- [WRITTEN PROBLEM]: Turn every line of the listing below into a numbered list, skipping any blank lines. Leave the pictures out of your answer.

──────── INPUT MATERIAL ────────

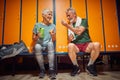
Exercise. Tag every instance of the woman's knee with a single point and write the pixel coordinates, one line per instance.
(71, 45)
(38, 48)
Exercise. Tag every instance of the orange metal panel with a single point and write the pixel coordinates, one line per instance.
(95, 22)
(61, 31)
(1, 18)
(28, 20)
(12, 25)
(80, 7)
(111, 25)
(44, 4)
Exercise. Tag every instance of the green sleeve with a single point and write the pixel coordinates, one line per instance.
(84, 23)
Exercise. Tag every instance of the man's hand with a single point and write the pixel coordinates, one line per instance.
(64, 23)
(70, 37)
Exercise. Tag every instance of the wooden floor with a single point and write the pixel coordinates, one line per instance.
(114, 75)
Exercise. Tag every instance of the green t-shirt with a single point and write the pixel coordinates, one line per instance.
(84, 37)
(47, 28)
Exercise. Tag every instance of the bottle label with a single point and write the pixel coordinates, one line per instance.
(41, 31)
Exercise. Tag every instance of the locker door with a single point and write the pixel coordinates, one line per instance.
(61, 31)
(28, 20)
(95, 22)
(111, 25)
(80, 7)
(12, 19)
(1, 19)
(44, 4)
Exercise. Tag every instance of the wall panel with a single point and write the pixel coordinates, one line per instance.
(44, 4)
(12, 19)
(28, 20)
(111, 25)
(1, 19)
(80, 7)
(61, 31)
(95, 21)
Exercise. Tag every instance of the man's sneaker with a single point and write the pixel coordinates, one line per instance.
(76, 70)
(42, 74)
(13, 50)
(91, 70)
(52, 74)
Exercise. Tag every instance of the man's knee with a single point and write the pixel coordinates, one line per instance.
(38, 48)
(50, 47)
(70, 45)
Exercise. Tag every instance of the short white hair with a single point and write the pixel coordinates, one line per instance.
(45, 11)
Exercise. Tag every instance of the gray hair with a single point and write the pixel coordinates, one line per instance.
(45, 11)
(72, 10)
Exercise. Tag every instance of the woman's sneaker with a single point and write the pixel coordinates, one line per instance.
(76, 70)
(13, 50)
(91, 70)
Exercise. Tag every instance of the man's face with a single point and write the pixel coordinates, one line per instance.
(48, 16)
(70, 16)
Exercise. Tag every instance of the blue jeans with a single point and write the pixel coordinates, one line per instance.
(39, 56)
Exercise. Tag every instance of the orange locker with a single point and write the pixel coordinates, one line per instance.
(95, 21)
(44, 4)
(28, 20)
(1, 19)
(12, 22)
(80, 7)
(61, 31)
(111, 25)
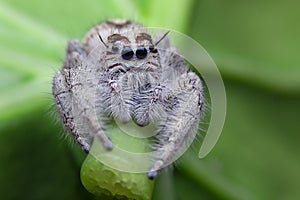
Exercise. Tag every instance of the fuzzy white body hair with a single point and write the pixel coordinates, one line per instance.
(119, 72)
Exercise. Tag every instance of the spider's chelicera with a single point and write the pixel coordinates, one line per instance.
(119, 72)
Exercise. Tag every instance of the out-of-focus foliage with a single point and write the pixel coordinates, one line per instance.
(256, 46)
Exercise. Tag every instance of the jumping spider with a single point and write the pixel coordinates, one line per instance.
(120, 72)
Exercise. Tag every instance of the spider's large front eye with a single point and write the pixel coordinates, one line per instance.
(127, 53)
(141, 52)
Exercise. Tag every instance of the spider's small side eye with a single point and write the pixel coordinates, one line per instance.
(141, 52)
(152, 49)
(127, 53)
(115, 48)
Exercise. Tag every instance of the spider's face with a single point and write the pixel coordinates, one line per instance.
(136, 48)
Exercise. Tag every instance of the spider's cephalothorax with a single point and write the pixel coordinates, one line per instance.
(119, 71)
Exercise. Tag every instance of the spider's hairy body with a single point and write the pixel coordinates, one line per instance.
(120, 72)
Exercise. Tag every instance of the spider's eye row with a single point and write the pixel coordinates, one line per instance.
(141, 52)
(152, 49)
(127, 53)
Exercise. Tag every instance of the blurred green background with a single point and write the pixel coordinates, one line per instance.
(256, 46)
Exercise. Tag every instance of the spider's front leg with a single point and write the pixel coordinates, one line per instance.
(74, 98)
(180, 126)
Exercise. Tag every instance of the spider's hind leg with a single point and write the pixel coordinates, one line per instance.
(180, 126)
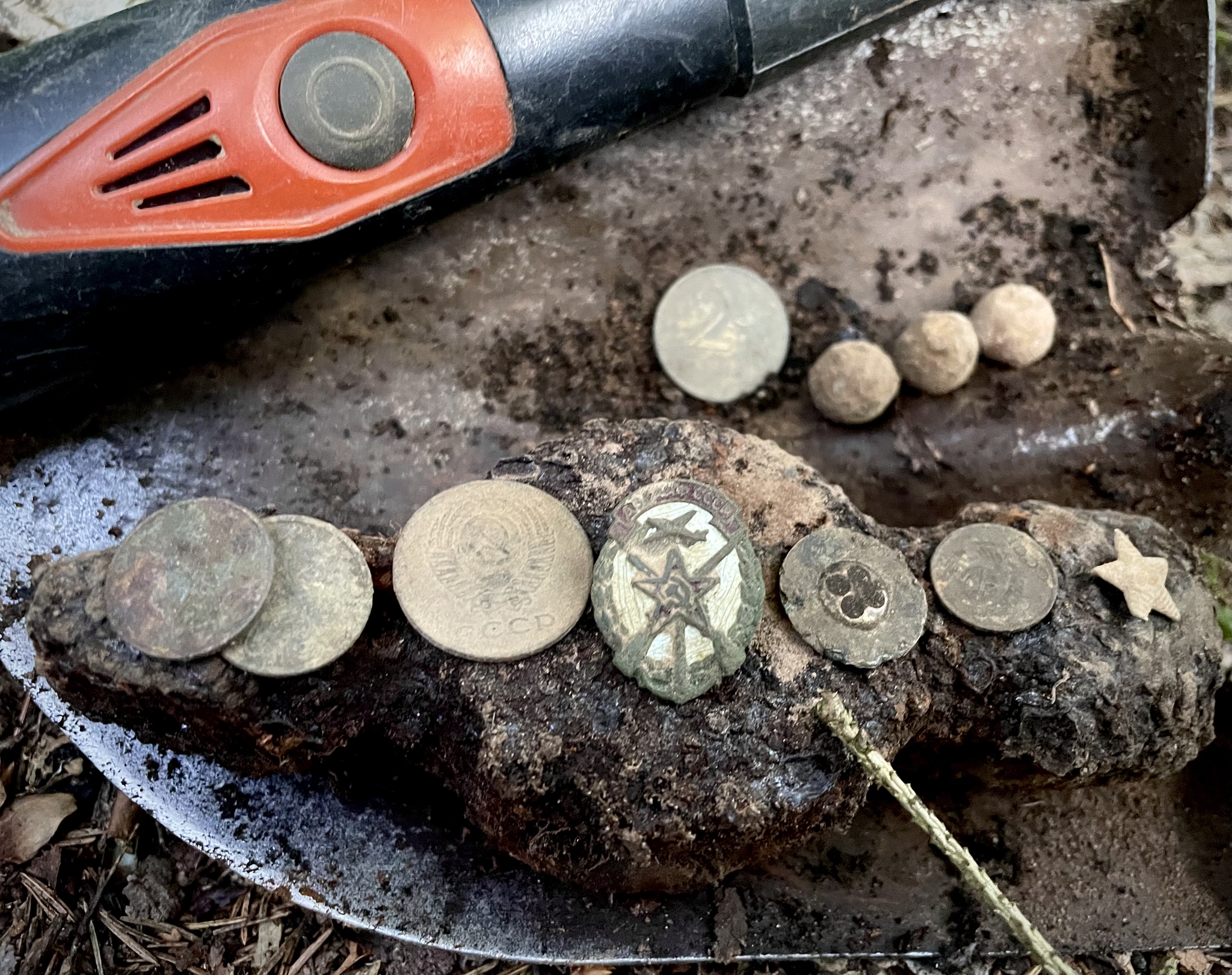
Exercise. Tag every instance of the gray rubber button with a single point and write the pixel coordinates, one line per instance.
(348, 100)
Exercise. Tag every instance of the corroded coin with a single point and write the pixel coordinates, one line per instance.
(317, 607)
(189, 578)
(994, 578)
(720, 332)
(678, 588)
(492, 570)
(852, 597)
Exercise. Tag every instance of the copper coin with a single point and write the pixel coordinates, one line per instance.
(189, 578)
(493, 570)
(318, 604)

────────

- [ANSWER TO THE TASK]:
1. Exercise. Tag every instance of the woman's knee with a single point and write the pixel coordinates, one line per instance.
2. (71, 45)
3. (38, 48)
4. Exercise. Tag every instance of the orange metal panel with a single point and write the pixel coordinates, one line per instance.
5. (95, 22)
6. (61, 31)
7. (1, 18)
8. (28, 20)
9. (12, 25)
10. (80, 7)
11. (111, 25)
12. (44, 4)
13. Exercise. Tag every instance of the green sleeve with a single point and write the pixel coordinates, one line per instance.
14. (84, 23)
15. Exercise. Tag every instance of the man's hand with a single point and write the pixel coordinates, one line per instance.
16. (64, 23)
17. (70, 37)
18. Exercise. Tag every instance of the wooden floor with a single point and write the pixel coordinates, one line per instance.
19. (114, 75)
20. Exercise. Tag every instance of the green t-shirt with a single point and write the pixel coordinates, one line per instance.
21. (84, 37)
22. (47, 28)
23. Exercise. Tag every instance of the bottle label with a single point and write the pixel coordinates, one line per instance.
24. (41, 31)
25. Exercise. Tag every instance of the locker door with a single point and write the pixel coordinates, one line per instance.
26. (61, 31)
27. (28, 20)
28. (95, 22)
29. (111, 25)
30. (80, 7)
31. (12, 19)
32. (1, 19)
33. (44, 4)
34. Exercise. Tag every instance of the wall panel with a single point and write the pixel coordinates, one line per instance.
35. (44, 4)
36. (12, 19)
37. (28, 20)
38. (111, 25)
39. (1, 19)
40. (80, 7)
41. (61, 31)
42. (95, 21)
43. Exercise. Tag every instance of the man's sneaker with a single point and write the pixel coordinates, one line per instance.
44. (76, 70)
45. (42, 74)
46. (13, 50)
47. (91, 70)
48. (52, 74)
49. Exercise. Tag every instance of the man's knee with a single point and write the pixel coordinates, one line per instance.
50. (38, 48)
51. (50, 47)
52. (70, 45)
53. Exercise. Tag every instance of the short white hair with a single point and write the pixel coordinates, one line per instance.
54. (45, 11)
55. Exercise. Tag every instance of the gray hair with a single point and write the pixel coordinates, one line per instance.
56. (45, 11)
57. (72, 10)
58. Exercise. Tag every instance of the woman's sneaker with a single point and write the pixel coordinates, one line per instance.
59. (76, 70)
60. (13, 50)
61. (91, 70)
62. Exercise. Tag every instance of the man's face with a single point and write the pixel coordinates, one line per instance.
63. (48, 16)
64. (70, 16)
65. Exercise. Tag every instance of the blue jeans with a single point and write the pixel coordinates, one line per instance.
66. (39, 56)
67. Exercise. Tag every instance of the orange locker with a single point and write the pixel coordinates, one line per instance.
68. (95, 21)
69. (44, 4)
70. (28, 20)
71. (1, 19)
72. (12, 22)
73. (80, 7)
74. (61, 31)
75. (111, 25)
76. Exercise. Tag every instance of the fuzzy white body hair with a single point and write the pixel coordinates, one line per instance.
77. (119, 72)
78. Exercise. Tag every instance of the spider's chelicera with a single point and write the pixel coordinates, one line per instance.
79. (119, 72)
80. Exercise. Tag every instance of the out-of-focus foliage with a single point and write the pixel coordinates, one line per instance.
81. (256, 46)
82. Exercise. Tag every instance of the jumping spider with a single point and write the pixel coordinates, one line per instance.
83. (120, 72)
84. Exercise. Tag every instance of the spider's large front eye with a single point and write the pixel coordinates, one line per instance.
85. (127, 53)
86. (141, 52)
87. Exercise. Tag every instance of the spider's small side eye with a single point and write the pixel coordinates, one line per instance.
88. (141, 52)
89. (152, 49)
90. (127, 53)
91. (115, 48)
92. Exercise. Tag every instance of the spider's face with a single point and write the pixel coordinates, one line per instance.
93. (136, 48)
94. Exercise. Tag every instance of the spider's cephalothorax with a single point and write the pixel coordinates, one line per instance.
95. (119, 71)
96. Exercise. Tag every instance of the spider's hairy body with a single point and write the pixel coordinates, one line per instance.
97. (120, 72)
98. Exercise. Tag every instance of the spider's eye row with a single point and write the pixel coordinates, one line per instance.
99. (141, 52)
100. (152, 49)
101. (127, 53)
102. Exercise. Tag every instance of the blurred green background with a single point and write the pixel coordinates, one line per instance.
103. (256, 46)
104. Exercise. Tag every instance of the spider's front leg with a single point and write the pixel coordinates, one line per instance.
105. (74, 98)
106. (180, 126)
107. Exercise. Tag every instance of the spider's hind leg with a single point and write the pixel coordinates, one line per instance.
108. (180, 126)
109. Exercise. Tag every instance of the gray rubber button with a single point and write the pixel coordinates, one line per instance.
110. (348, 100)
111. Exercise. Tag every instance of the corroded coin with a single point and write the pixel coordinates, one line per instance.
112. (317, 607)
113. (189, 578)
114. (994, 578)
115. (720, 332)
116. (678, 588)
117. (492, 570)
118. (852, 597)
119. Exercise. Tag every instance of the copper coin with a single point and write the pixel coordinates, one line per instance.
120. (189, 578)
121. (493, 570)
122. (318, 604)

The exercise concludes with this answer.